• [WHAT TO DO]:
Repeat the stretch of the records from the line containing "Put a single dot on each instance of the black" through the end of the records, word for word.
-- start --
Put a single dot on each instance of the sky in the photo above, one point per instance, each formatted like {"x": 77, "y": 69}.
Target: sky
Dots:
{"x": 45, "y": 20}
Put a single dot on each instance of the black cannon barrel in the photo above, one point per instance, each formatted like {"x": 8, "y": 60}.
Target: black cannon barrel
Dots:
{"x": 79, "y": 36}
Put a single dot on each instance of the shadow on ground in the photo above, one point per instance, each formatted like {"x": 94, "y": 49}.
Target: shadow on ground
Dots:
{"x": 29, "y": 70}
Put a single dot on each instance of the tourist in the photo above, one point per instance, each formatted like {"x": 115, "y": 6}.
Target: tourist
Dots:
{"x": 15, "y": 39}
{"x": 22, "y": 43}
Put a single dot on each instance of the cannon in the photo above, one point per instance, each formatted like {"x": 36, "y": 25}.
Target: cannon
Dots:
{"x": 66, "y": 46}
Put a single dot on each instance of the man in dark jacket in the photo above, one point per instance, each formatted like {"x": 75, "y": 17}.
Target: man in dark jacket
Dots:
-- end --
• [TASK RESPONSE]:
Put a single dot on each instance of the black cannon barrel in the photo above, one point per instance, each formatted like {"x": 8, "y": 60}.
Target: black cannon barrel
Dots:
{"x": 79, "y": 36}
Put a single dot on each instance of the shadow on ground in the photo above, one point per instance, each formatted like {"x": 94, "y": 49}.
Target: shadow on ground
Dots:
{"x": 29, "y": 70}
Put a single dot on each instance of the tourist in the photo above, one point per instance, each formatted like {"x": 115, "y": 6}.
Target: tourist
Dots:
{"x": 15, "y": 39}
{"x": 22, "y": 43}
Put a single dot on each instance of the cannon in the photo above, one point per instance, each formatted like {"x": 36, "y": 25}.
Target: cannon
Dots:
{"x": 66, "y": 46}
Put a single dot on each instance of the man in dark jacket in the photo above, one point per instance, each formatted like {"x": 75, "y": 17}.
Target: man in dark jacket
Dots:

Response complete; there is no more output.